Entries drawn from a collection
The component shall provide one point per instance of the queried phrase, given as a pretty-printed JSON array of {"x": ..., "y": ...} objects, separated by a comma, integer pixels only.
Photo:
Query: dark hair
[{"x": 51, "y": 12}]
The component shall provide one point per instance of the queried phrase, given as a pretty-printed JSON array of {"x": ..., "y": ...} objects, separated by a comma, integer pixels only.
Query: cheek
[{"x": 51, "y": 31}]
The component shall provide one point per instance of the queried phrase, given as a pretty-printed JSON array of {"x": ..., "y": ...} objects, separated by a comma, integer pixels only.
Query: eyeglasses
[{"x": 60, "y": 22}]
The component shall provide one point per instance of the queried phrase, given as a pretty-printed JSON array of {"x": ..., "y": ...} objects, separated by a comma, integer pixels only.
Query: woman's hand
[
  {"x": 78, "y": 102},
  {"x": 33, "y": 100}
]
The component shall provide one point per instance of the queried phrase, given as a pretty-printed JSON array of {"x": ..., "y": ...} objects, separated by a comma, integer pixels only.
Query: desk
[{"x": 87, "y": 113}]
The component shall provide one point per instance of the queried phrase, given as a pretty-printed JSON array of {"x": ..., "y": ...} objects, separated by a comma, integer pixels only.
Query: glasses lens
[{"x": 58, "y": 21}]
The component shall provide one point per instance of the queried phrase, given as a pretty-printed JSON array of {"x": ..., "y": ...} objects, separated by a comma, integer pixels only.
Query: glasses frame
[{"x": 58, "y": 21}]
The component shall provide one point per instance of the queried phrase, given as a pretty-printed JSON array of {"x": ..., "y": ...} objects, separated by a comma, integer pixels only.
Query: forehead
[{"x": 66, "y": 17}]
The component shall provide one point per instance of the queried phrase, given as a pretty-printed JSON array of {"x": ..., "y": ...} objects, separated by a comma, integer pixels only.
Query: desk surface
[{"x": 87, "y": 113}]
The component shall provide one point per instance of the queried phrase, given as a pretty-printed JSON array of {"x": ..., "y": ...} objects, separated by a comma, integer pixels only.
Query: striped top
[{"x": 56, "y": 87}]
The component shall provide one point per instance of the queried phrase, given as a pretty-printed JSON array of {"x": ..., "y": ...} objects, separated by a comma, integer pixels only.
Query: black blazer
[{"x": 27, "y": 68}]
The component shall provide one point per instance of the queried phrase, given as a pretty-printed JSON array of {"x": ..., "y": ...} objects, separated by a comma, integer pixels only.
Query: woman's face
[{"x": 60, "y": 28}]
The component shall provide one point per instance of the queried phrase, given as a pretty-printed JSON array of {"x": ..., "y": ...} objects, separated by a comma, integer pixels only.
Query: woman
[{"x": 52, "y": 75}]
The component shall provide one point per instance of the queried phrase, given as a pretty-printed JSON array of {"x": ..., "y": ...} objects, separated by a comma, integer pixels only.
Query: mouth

**Exercise instructions**
Which lines of the data above contain the string "woman"? Return every such line in full, and treat uppercase and lowercase letters as distinct.

**Written answer**
Query: woman's hand
Query: woman's face
Query: woman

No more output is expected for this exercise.